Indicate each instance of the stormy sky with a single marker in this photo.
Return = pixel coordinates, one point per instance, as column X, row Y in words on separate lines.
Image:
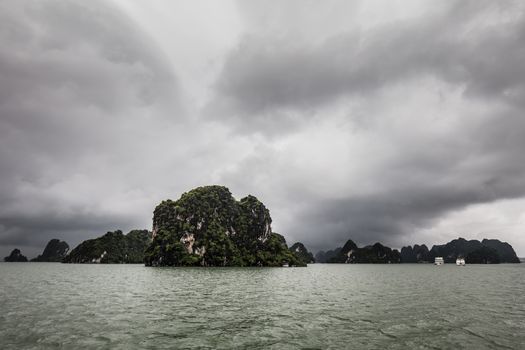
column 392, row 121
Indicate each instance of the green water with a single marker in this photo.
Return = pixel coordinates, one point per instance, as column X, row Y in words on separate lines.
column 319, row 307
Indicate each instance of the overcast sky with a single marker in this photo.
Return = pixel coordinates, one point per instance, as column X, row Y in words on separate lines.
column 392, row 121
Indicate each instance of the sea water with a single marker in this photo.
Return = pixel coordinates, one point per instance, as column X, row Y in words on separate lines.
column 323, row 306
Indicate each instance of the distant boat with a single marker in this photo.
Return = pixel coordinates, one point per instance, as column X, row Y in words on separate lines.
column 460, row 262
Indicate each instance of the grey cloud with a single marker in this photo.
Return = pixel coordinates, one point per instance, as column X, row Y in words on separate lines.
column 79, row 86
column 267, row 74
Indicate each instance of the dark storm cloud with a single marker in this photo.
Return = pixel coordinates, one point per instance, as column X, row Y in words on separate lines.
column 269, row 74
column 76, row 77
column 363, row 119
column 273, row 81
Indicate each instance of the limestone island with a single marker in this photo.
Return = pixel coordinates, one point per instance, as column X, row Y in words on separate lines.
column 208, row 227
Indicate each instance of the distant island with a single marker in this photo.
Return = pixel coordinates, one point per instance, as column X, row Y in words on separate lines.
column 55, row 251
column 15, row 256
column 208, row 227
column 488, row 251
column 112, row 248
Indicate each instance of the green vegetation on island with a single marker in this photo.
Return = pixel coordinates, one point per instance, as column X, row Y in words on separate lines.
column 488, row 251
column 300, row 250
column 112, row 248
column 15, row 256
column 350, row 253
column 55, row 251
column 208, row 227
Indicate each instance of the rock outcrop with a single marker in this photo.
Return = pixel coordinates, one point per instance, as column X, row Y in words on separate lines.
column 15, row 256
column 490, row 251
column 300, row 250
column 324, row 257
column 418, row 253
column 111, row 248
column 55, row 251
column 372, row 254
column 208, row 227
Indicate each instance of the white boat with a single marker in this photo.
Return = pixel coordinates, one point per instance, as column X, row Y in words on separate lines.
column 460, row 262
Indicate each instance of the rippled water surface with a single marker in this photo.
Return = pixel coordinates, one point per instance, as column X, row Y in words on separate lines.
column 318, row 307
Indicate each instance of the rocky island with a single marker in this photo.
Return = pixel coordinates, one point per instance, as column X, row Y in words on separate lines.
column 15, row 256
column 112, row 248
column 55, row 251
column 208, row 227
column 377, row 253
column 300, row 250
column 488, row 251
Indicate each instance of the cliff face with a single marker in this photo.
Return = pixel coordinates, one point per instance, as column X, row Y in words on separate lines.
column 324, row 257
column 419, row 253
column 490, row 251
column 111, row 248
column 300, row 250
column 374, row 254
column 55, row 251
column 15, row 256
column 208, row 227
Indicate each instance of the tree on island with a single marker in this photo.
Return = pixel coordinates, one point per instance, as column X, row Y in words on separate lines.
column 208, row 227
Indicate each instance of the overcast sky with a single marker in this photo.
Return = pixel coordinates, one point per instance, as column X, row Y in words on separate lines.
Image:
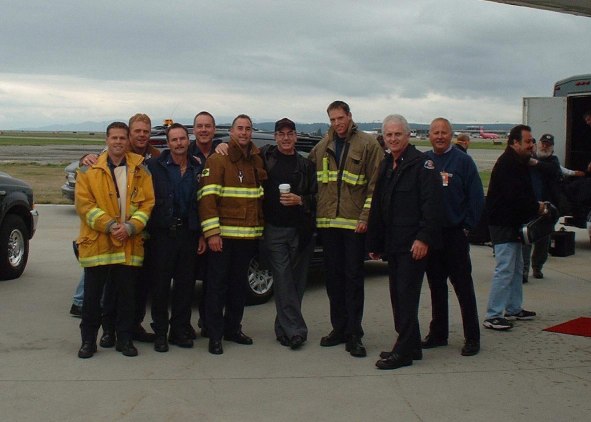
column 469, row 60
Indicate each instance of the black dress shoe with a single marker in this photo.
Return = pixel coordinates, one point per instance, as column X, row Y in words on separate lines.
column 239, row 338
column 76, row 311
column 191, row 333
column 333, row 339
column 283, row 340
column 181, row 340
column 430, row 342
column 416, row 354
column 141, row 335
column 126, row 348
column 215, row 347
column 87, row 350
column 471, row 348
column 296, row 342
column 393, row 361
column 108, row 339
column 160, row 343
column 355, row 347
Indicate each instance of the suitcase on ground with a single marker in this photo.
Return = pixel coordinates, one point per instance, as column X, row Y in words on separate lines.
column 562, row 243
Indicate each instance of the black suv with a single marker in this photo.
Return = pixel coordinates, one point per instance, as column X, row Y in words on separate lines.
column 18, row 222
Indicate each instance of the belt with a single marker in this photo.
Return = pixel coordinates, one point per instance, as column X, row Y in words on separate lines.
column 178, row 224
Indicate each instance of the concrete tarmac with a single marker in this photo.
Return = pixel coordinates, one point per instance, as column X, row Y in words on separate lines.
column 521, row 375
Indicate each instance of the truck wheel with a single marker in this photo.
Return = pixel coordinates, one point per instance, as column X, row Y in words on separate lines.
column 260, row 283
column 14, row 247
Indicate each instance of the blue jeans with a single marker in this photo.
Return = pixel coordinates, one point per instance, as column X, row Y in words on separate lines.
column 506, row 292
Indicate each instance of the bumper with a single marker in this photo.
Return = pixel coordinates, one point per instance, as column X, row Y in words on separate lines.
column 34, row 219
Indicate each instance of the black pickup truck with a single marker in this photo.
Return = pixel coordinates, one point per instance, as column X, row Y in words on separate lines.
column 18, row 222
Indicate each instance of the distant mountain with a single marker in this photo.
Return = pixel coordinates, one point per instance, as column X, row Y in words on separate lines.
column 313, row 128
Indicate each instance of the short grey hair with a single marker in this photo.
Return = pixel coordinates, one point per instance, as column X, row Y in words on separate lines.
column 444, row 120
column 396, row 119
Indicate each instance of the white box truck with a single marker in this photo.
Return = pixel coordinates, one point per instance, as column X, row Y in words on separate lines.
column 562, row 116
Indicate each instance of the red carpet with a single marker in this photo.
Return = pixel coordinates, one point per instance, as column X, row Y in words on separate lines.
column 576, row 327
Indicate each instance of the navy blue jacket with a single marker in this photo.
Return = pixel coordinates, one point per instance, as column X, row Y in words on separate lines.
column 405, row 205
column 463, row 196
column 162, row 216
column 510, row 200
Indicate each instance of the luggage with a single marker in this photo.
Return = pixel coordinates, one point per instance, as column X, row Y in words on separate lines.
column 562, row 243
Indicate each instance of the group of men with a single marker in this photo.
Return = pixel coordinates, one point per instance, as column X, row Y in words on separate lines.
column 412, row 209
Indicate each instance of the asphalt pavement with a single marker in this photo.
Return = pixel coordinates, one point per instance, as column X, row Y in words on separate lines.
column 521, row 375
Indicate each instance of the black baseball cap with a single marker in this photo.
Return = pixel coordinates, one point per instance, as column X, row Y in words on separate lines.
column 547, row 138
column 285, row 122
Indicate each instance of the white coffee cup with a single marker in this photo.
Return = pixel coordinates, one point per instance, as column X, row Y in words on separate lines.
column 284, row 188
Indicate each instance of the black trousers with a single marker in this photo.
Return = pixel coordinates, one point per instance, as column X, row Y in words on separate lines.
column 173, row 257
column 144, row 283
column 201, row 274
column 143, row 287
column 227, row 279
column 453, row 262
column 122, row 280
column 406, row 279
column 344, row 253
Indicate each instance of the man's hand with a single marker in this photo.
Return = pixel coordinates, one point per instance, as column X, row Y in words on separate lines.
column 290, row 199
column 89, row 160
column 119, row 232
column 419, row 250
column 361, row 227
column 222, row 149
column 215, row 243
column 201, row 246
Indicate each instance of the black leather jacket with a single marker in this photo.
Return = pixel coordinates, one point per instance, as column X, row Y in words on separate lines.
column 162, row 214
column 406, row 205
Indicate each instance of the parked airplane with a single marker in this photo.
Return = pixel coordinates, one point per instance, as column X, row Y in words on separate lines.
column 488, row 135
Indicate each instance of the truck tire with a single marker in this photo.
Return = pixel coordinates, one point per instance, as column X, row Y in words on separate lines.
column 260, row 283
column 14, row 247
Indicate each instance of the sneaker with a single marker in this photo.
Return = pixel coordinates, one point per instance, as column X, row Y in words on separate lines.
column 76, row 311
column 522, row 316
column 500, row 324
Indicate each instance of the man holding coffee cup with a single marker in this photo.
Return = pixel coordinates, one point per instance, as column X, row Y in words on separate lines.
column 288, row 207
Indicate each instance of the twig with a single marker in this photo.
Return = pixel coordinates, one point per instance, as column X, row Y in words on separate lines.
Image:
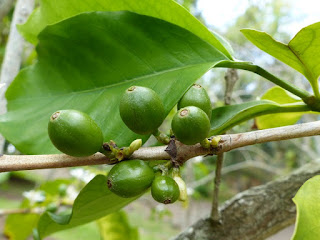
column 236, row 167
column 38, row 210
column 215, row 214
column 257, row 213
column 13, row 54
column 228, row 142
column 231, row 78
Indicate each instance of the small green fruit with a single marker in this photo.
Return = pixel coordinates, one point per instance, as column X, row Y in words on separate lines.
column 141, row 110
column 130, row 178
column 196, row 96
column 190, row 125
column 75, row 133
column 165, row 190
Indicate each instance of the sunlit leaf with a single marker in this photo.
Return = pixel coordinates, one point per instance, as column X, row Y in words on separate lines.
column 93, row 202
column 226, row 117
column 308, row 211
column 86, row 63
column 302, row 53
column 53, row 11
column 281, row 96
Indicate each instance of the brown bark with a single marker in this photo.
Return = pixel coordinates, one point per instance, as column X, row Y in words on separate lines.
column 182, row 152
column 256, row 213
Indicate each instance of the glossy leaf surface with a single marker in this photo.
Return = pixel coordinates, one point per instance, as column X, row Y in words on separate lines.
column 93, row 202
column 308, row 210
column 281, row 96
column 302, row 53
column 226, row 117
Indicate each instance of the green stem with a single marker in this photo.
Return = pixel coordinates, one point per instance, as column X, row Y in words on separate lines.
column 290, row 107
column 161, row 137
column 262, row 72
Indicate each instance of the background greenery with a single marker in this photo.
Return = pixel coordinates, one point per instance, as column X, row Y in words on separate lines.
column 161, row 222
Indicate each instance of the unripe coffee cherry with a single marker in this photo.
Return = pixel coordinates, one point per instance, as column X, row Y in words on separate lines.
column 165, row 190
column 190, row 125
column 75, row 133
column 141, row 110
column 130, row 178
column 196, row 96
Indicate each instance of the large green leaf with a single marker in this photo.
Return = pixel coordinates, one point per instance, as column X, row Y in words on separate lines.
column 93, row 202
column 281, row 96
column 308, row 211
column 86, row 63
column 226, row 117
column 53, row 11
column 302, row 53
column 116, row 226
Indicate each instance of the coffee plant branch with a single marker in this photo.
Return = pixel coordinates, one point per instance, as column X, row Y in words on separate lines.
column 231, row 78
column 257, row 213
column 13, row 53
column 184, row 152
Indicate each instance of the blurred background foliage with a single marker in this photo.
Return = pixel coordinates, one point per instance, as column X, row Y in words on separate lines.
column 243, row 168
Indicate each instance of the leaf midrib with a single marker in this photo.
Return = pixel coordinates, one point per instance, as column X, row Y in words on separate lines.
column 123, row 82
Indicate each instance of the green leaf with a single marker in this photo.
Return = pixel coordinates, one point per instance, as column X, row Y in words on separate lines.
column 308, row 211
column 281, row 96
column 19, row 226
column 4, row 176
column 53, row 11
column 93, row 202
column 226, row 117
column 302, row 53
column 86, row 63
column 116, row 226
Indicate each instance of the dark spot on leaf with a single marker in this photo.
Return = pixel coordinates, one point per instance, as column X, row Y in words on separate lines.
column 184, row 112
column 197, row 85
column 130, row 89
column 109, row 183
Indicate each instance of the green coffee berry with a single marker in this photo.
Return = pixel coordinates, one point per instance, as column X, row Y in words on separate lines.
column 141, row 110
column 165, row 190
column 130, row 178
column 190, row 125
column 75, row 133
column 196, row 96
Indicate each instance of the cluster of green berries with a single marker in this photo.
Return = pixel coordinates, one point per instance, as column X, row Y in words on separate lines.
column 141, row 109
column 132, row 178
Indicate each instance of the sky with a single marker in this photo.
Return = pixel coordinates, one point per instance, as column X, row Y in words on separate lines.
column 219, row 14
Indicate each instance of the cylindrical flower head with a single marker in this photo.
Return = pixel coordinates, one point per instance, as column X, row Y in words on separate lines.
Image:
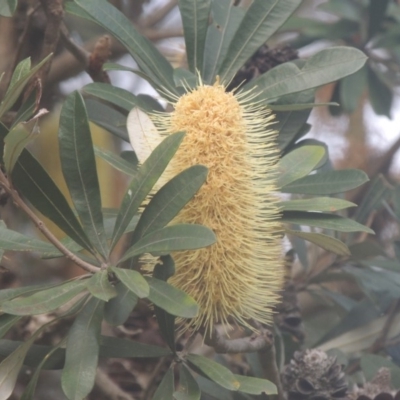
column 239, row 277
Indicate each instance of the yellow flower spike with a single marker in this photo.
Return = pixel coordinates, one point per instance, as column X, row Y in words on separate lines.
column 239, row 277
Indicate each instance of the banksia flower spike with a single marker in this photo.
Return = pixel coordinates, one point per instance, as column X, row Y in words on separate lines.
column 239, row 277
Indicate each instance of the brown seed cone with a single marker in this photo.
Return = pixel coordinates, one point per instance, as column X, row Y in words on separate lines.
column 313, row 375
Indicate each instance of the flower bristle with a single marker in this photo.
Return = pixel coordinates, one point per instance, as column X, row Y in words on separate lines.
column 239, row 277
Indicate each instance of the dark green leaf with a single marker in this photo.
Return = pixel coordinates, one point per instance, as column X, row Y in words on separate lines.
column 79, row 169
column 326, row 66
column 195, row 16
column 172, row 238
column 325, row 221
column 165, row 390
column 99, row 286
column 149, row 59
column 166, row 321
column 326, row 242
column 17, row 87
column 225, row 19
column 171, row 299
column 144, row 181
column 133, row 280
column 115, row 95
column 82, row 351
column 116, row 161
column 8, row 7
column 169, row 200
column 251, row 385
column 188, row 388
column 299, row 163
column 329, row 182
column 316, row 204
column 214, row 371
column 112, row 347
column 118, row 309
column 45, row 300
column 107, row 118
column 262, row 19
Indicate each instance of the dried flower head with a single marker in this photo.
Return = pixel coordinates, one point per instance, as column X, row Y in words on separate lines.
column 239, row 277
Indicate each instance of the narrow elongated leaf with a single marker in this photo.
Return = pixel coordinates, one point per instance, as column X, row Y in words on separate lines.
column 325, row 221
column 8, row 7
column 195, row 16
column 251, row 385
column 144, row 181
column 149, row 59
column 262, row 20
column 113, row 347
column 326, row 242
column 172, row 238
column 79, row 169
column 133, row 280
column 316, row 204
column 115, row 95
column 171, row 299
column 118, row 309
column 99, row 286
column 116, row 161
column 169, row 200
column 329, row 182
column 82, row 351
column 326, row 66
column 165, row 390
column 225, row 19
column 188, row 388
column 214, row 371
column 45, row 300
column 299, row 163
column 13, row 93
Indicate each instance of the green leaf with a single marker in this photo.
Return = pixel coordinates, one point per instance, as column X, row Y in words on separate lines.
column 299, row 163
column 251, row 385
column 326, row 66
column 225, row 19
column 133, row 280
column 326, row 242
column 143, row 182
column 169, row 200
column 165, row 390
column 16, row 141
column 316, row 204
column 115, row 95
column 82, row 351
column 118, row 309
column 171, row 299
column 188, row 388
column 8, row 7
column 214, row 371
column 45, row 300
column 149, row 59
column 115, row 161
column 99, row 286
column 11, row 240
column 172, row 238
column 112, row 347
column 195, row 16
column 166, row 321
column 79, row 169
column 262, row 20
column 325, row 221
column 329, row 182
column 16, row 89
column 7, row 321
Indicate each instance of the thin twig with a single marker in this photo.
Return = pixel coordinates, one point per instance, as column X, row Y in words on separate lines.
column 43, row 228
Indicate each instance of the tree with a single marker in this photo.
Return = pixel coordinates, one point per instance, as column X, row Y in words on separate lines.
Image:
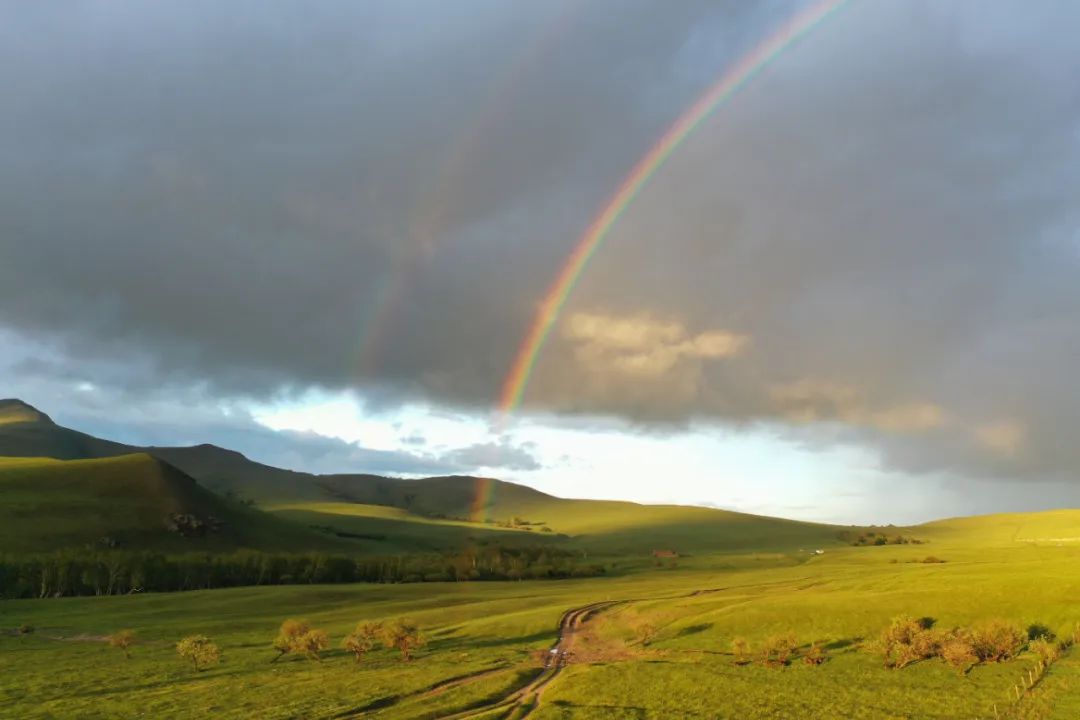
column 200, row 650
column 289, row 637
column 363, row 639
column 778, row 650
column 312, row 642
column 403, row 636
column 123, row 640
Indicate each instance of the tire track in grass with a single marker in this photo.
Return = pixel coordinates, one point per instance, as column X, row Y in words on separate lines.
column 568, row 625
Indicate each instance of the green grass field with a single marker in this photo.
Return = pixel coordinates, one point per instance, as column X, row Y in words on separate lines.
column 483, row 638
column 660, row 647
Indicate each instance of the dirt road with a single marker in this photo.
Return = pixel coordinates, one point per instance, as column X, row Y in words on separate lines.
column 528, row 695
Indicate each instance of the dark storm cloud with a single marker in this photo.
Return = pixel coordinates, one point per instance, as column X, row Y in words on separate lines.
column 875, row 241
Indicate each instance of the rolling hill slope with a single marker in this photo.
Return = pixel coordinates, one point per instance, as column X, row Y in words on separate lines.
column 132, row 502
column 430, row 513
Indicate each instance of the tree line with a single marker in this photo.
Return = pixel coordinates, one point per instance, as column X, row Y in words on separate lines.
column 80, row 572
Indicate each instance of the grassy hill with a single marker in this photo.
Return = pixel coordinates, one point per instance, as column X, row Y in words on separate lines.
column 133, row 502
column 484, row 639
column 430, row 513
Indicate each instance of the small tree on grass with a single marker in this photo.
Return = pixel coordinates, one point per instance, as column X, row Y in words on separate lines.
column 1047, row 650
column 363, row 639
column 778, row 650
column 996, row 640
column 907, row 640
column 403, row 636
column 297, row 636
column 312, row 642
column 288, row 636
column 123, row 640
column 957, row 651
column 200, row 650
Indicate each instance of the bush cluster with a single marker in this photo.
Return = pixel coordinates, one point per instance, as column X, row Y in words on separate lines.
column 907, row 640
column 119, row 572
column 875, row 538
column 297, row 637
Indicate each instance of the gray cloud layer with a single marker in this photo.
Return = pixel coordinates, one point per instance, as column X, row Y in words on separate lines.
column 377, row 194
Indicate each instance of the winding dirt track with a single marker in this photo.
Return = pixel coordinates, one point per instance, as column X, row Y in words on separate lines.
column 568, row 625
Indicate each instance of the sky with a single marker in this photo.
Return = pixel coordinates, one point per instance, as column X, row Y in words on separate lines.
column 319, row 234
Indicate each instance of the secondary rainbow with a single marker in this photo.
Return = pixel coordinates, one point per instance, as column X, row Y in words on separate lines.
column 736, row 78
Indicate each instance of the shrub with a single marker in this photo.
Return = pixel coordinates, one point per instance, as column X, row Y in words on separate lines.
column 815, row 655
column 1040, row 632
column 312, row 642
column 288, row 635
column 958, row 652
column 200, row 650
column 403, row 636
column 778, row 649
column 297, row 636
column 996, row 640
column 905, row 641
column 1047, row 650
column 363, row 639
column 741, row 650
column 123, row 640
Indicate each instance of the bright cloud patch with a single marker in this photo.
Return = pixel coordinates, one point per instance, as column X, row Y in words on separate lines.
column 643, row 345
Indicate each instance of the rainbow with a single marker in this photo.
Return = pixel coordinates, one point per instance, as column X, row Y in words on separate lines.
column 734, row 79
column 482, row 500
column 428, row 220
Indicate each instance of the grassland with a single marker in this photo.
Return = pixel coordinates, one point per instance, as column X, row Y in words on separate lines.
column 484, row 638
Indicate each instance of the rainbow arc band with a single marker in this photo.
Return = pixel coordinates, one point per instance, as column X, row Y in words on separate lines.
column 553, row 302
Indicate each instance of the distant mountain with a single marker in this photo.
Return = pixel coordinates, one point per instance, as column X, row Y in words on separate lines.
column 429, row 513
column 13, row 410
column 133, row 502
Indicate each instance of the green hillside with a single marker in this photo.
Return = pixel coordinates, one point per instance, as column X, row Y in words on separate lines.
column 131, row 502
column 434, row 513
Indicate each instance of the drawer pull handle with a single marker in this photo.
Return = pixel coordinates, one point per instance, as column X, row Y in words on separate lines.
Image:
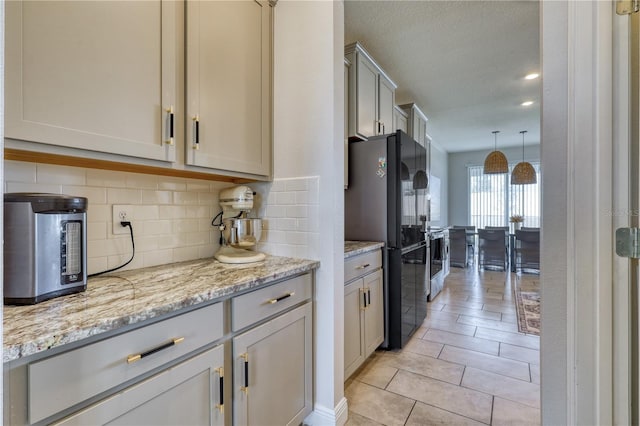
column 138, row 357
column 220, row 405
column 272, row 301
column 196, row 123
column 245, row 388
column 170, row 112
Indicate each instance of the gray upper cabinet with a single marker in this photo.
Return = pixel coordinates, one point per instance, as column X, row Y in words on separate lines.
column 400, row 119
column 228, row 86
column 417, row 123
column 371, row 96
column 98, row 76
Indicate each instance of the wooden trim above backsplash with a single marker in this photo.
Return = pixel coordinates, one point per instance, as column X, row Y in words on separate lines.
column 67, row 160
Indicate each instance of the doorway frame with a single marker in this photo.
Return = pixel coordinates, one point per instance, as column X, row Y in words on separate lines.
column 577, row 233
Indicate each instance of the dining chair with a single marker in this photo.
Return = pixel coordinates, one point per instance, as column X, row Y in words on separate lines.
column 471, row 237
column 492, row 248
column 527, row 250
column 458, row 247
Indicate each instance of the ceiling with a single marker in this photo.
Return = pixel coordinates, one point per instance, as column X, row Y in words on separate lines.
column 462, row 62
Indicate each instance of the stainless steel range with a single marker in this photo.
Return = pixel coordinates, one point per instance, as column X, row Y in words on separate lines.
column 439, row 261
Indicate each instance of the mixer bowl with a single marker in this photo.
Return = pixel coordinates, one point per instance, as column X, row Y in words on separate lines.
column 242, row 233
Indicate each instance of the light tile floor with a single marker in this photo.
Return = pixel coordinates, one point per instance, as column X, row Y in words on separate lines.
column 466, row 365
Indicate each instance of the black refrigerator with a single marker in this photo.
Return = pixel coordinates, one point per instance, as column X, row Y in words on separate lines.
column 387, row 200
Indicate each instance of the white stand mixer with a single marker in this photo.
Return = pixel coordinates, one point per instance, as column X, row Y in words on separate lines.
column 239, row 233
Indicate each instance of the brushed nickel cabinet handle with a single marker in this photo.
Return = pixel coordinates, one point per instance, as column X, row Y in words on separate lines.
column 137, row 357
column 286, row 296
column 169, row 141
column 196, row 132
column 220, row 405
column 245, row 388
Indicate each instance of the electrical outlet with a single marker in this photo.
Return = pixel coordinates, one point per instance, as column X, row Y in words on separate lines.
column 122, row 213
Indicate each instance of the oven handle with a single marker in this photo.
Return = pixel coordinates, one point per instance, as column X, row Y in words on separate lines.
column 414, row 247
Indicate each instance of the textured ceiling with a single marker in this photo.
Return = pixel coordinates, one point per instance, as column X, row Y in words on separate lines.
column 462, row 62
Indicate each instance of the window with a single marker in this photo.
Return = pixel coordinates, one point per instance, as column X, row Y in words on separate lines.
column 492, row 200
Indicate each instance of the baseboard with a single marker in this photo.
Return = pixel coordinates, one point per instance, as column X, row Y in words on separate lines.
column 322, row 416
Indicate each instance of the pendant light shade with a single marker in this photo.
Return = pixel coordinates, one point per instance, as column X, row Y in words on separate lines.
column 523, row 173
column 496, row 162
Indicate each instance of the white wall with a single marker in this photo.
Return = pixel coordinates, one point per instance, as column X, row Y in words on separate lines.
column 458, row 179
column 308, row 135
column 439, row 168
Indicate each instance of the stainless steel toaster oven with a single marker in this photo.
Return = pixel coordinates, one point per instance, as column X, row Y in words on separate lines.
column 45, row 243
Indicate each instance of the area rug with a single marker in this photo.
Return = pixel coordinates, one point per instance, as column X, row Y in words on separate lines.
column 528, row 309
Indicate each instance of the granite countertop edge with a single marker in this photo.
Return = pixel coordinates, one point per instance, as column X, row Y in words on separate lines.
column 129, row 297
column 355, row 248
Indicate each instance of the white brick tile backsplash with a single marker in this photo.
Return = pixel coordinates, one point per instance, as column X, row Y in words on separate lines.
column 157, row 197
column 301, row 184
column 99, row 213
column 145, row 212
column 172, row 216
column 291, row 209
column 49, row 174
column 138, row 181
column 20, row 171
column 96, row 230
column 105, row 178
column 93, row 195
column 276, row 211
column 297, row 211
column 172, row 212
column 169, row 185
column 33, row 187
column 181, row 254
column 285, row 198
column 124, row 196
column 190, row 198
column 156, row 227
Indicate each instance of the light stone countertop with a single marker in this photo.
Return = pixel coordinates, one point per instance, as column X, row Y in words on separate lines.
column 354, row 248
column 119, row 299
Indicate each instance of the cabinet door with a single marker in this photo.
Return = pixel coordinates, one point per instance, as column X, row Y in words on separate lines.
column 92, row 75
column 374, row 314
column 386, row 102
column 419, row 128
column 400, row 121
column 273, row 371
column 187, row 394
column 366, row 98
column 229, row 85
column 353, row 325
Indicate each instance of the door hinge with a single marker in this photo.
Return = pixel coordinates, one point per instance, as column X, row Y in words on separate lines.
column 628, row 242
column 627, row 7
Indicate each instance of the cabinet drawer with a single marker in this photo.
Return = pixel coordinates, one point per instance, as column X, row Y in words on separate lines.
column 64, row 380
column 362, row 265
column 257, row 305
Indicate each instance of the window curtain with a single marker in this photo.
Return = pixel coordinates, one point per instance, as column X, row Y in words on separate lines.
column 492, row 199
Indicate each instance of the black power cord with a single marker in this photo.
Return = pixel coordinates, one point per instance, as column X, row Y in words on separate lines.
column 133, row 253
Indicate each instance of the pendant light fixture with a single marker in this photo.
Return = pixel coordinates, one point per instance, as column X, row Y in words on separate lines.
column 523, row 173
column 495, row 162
..............................
▸ What needs to be done
Restate, line by line and word for word, everything from the top of the material through the line that contains "Indicate each instance of the green water". Leave pictures out.

▸ Exercise answer
Indicate each instance of the stormy sky with a single marker in this photo.
Return = pixel coordinates, one point per instance, as column X, row Y in words on separate lines.
Image:
column 392, row 121
Indicate each instance of the green water with a single marker in this photo.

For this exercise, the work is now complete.